• [What you have to do]:
Give the data from the line containing "Target: man's left arm" through the end as a numbered list, leaving out blank lines.

• [Data to process]:
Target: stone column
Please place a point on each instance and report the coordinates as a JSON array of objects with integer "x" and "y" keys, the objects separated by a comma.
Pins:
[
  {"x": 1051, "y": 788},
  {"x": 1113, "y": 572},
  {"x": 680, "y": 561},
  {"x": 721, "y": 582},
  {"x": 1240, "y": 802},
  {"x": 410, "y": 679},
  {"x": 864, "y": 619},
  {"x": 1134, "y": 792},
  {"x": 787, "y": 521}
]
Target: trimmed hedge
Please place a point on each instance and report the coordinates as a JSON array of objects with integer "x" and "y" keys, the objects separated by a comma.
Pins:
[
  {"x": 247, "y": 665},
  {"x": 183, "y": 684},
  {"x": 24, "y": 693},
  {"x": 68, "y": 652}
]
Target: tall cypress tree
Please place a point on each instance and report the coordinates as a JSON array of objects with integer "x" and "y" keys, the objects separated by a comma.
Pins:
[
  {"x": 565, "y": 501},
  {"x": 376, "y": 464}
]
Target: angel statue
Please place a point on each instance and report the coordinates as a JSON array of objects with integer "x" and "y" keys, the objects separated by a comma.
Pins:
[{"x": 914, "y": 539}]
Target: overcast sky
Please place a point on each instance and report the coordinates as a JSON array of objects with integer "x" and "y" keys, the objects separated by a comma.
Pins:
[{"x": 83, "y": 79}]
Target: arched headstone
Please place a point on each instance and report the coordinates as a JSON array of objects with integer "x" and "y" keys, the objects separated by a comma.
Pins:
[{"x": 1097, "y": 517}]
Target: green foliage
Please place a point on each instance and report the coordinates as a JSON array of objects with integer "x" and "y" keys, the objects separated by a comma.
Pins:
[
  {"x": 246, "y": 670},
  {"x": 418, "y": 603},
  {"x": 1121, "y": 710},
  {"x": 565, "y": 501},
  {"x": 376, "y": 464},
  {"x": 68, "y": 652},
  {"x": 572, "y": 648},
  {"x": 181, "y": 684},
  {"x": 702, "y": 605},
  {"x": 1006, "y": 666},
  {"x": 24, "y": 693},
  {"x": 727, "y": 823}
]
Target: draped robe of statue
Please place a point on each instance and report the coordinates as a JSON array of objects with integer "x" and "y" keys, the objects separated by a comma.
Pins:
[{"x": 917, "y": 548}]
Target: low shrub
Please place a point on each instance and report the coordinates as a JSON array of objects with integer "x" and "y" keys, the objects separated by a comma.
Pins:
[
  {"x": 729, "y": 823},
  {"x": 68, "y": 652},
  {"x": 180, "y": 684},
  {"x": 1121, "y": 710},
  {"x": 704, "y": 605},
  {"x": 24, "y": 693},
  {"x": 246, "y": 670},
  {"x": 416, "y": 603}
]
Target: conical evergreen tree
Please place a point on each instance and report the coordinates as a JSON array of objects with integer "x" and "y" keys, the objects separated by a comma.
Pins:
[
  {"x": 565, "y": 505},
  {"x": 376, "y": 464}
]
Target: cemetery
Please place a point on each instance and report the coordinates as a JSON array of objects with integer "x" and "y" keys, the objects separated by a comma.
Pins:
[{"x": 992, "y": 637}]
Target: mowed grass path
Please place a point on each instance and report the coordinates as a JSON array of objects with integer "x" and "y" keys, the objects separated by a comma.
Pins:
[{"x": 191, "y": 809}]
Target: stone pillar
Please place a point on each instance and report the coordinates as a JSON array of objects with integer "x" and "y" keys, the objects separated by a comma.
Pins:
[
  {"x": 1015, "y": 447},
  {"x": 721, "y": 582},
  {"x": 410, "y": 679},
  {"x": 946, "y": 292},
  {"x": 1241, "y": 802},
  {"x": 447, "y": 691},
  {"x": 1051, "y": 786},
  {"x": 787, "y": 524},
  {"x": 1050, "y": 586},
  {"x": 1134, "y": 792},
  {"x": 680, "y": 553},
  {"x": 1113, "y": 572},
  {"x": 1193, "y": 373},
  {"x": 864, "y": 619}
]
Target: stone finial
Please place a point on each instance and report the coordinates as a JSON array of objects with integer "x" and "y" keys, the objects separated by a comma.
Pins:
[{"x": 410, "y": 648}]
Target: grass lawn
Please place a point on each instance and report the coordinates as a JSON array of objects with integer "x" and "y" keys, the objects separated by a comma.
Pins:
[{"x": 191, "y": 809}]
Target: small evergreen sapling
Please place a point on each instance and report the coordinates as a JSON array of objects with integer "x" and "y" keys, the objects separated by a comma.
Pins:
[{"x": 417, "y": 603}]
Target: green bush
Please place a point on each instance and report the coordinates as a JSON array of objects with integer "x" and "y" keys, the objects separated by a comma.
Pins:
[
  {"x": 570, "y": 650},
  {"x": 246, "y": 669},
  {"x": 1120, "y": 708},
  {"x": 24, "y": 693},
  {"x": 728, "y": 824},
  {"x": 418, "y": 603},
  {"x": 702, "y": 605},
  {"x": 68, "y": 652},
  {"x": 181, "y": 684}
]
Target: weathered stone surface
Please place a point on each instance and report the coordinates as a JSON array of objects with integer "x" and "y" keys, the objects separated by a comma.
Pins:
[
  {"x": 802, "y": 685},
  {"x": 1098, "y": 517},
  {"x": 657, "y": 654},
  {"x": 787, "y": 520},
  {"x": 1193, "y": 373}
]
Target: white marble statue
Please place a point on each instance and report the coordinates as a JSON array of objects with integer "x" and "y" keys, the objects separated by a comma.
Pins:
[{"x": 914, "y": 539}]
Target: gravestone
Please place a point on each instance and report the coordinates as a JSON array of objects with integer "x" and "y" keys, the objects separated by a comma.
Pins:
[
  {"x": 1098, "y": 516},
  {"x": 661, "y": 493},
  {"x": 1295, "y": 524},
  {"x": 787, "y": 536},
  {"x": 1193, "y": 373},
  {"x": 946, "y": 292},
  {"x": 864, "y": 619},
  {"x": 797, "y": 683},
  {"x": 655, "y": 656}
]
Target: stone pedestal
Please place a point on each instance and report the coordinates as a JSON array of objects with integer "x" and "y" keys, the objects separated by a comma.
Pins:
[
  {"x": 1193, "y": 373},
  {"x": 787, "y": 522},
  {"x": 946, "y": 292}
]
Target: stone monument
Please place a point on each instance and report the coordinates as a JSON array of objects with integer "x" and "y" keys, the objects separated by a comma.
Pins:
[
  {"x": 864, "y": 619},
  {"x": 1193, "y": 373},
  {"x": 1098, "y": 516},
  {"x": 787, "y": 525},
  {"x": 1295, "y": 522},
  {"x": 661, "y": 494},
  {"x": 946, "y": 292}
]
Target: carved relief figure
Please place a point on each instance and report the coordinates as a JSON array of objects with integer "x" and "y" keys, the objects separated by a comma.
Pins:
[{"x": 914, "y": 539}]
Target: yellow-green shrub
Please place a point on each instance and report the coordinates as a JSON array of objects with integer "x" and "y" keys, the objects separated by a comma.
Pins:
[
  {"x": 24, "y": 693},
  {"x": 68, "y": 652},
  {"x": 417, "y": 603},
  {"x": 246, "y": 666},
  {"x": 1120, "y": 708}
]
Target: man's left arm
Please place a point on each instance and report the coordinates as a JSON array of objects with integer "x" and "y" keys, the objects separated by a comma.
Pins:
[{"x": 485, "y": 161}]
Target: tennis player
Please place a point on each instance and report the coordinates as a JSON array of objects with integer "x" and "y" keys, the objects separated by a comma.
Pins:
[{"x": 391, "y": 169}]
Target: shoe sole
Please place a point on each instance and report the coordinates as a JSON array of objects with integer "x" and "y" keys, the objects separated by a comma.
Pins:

• [Full response]:
1. Target: man's left arm
2. Please place a point on each instance and report the coordinates as a JSON array of objects with integer "x" and "y" keys, the objects separated by a comma.
3. Pins:
4. [{"x": 485, "y": 161}]
5. Target: tennis player
6. Please place a point on each instance and report the coordinates as a JSON array of objects with integer "x" and "y" keys, the objects separated by a comma.
7. Pins:
8. [{"x": 391, "y": 169}]
9. Target: shoe sole
10. Please place a point on each instance and report the coordinates as a JSON array of objects with integer "x" and "y" keys, the objects separated by a comma.
11. Pins:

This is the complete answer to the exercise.